WHAT NEEDS TO BE DONE: Put the listing into a Markdown table with two columns, Row and Line, giving each nonblank line its own numbered row.

PROVIDED ENTRIES:
__________________________________________________
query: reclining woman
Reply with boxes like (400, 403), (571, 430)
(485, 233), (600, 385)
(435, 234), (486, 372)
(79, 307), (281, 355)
__________________________________________________
SOLUTION TO THE EXERCISE:
| Row | Line |
|---|---|
| 1 | query: reclining woman |
| 2 | Reply with boxes like (400, 403), (571, 430) |
| 3 | (485, 233), (600, 385) |
| 4 | (435, 234), (486, 372) |
| 5 | (79, 307), (281, 355) |